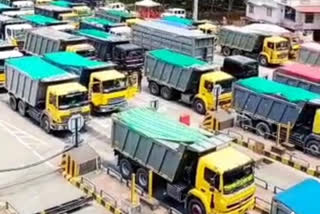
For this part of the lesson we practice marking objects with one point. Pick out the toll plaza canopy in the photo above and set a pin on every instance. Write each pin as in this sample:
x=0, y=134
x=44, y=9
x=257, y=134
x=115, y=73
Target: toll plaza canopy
x=302, y=198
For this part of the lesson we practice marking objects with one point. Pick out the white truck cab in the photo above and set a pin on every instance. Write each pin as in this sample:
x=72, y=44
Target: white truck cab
x=179, y=12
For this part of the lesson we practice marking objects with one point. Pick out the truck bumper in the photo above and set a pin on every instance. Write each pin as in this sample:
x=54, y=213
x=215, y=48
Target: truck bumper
x=110, y=108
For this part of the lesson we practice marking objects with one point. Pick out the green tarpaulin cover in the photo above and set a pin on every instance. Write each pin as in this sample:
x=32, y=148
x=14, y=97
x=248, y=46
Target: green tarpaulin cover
x=40, y=20
x=95, y=33
x=73, y=59
x=293, y=94
x=176, y=19
x=155, y=125
x=36, y=68
x=100, y=21
x=175, y=58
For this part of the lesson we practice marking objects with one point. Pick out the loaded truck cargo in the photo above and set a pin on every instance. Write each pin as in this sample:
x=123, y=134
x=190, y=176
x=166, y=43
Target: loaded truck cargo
x=44, y=92
x=262, y=105
x=152, y=35
x=298, y=199
x=299, y=75
x=108, y=88
x=191, y=166
x=176, y=76
x=309, y=54
x=267, y=49
x=115, y=48
x=46, y=40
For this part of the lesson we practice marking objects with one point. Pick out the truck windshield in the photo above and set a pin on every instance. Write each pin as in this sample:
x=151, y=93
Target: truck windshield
x=73, y=100
x=281, y=46
x=114, y=85
x=226, y=85
x=237, y=179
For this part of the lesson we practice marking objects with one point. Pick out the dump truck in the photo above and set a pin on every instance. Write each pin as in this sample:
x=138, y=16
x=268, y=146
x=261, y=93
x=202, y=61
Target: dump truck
x=98, y=24
x=46, y=40
x=193, y=167
x=299, y=75
x=176, y=76
x=37, y=20
x=115, y=48
x=309, y=54
x=267, y=49
x=275, y=30
x=108, y=88
x=155, y=35
x=262, y=105
x=299, y=198
x=116, y=16
x=13, y=29
x=59, y=13
x=47, y=94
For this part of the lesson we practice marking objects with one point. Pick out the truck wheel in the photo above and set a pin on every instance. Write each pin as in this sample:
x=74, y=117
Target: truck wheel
x=154, y=88
x=22, y=108
x=45, y=124
x=166, y=93
x=199, y=106
x=236, y=52
x=13, y=103
x=263, y=129
x=195, y=206
x=263, y=61
x=313, y=148
x=226, y=51
x=125, y=168
x=143, y=178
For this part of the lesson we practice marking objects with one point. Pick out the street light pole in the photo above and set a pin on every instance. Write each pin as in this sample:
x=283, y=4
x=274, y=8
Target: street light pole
x=195, y=10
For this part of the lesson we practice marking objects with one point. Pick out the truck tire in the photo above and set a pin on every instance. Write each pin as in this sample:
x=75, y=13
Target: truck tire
x=154, y=88
x=263, y=129
x=226, y=51
x=13, y=103
x=313, y=147
x=45, y=124
x=22, y=108
x=143, y=178
x=199, y=106
x=195, y=206
x=263, y=61
x=166, y=93
x=125, y=168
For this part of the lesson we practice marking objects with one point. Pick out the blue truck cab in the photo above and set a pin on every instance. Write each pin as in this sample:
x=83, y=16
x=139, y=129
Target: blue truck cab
x=302, y=198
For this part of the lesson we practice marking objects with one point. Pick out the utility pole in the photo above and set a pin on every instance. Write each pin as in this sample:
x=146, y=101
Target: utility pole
x=195, y=10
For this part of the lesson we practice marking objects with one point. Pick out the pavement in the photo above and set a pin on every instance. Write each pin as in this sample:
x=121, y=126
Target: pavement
x=41, y=187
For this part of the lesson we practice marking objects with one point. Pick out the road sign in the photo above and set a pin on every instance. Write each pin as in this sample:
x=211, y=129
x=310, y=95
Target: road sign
x=76, y=123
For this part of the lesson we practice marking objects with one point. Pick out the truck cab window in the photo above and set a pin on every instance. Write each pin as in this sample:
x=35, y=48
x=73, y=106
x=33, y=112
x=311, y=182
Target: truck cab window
x=208, y=85
x=212, y=178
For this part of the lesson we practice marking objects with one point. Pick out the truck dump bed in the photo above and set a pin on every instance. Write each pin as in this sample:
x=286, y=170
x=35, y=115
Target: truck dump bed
x=77, y=64
x=273, y=101
x=236, y=37
x=28, y=78
x=155, y=35
x=160, y=143
x=46, y=40
x=175, y=70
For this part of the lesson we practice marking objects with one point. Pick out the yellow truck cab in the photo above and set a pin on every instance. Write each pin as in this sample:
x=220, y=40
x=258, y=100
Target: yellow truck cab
x=275, y=51
x=197, y=168
x=109, y=90
x=46, y=93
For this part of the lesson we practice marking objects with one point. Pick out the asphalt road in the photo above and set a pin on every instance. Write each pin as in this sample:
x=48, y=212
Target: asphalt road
x=41, y=187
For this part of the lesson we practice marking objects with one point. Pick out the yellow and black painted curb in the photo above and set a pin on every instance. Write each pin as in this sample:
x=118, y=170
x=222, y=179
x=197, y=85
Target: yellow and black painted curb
x=283, y=160
x=91, y=191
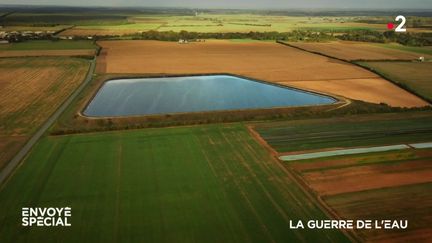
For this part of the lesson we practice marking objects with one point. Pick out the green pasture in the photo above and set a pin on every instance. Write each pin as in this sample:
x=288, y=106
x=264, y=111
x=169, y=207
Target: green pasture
x=192, y=184
x=49, y=45
x=362, y=130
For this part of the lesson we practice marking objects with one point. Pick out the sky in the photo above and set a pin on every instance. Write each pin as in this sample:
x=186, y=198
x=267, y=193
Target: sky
x=243, y=4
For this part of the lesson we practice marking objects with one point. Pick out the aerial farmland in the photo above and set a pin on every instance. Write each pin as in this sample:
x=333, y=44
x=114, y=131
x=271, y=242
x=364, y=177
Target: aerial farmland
x=138, y=124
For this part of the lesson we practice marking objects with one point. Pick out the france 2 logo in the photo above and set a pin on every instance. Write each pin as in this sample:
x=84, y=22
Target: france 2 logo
x=401, y=26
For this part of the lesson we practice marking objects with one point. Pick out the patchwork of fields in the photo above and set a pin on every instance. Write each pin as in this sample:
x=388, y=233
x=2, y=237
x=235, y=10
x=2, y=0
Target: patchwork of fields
x=221, y=23
x=348, y=50
x=414, y=75
x=219, y=182
x=31, y=89
x=193, y=184
x=391, y=185
x=293, y=137
x=48, y=48
x=384, y=185
x=260, y=60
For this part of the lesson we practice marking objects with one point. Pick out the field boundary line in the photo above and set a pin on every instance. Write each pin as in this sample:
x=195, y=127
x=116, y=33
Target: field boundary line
x=302, y=185
x=352, y=151
x=409, y=90
x=10, y=167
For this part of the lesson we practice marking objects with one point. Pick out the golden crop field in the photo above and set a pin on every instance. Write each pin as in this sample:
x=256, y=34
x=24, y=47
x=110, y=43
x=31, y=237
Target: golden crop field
x=31, y=90
x=349, y=50
x=260, y=60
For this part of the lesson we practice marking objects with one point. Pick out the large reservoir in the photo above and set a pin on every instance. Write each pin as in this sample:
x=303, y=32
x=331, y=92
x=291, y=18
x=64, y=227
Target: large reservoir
x=150, y=96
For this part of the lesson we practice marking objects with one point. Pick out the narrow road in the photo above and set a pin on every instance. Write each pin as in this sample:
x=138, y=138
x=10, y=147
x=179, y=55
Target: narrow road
x=9, y=168
x=338, y=152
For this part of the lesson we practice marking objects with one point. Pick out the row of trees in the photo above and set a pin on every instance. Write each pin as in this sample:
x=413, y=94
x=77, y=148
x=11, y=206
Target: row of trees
x=410, y=39
x=287, y=36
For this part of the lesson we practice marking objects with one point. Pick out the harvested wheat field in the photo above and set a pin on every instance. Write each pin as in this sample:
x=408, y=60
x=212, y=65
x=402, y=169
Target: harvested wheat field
x=360, y=178
x=260, y=60
x=38, y=53
x=362, y=89
x=98, y=32
x=31, y=89
x=391, y=185
x=348, y=50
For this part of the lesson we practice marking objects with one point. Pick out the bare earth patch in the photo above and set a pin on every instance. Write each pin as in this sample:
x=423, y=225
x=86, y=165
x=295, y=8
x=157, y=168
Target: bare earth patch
x=374, y=90
x=31, y=90
x=265, y=61
x=349, y=50
x=37, y=53
x=360, y=178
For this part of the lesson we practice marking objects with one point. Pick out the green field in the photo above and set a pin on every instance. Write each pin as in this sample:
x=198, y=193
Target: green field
x=427, y=50
x=192, y=184
x=362, y=130
x=49, y=45
x=417, y=76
════════════════
__WORK REQUEST__:
Put down exactly the lines of the data above that run from its first line through the line bearing "x=248, y=46", and no pictures.

__SOLUTION TO THIS EXERCISE__:
For this part of the lesson we practice marking objects with one point. Pick out the toll plaza canopy in the photo above and set a pin on every instance. Write each pin as in this sample:
x=0, y=134
x=44, y=9
x=257, y=134
x=115, y=73
Target: toll plaza canopy
x=302, y=198
For this part of the lesson we practice marking objects with one point. Pick out the white truck cab in the photo above and set a pin on every instance. Write each pin as in this sample:
x=72, y=44
Target: white truck cab
x=179, y=12
For this part of the lesson we practice marking objects with one point. Pick out the truck bumper in the photo above and set a pin on every instance. Write each pin as in this sample:
x=54, y=213
x=215, y=48
Target: truck bumper
x=110, y=108
For this part of the lesson we practice marking objects with one point. Pick out the green tarpaulin cover in the photo above and set a pin on every instance. Write each pin as in this sample:
x=32, y=148
x=14, y=97
x=248, y=46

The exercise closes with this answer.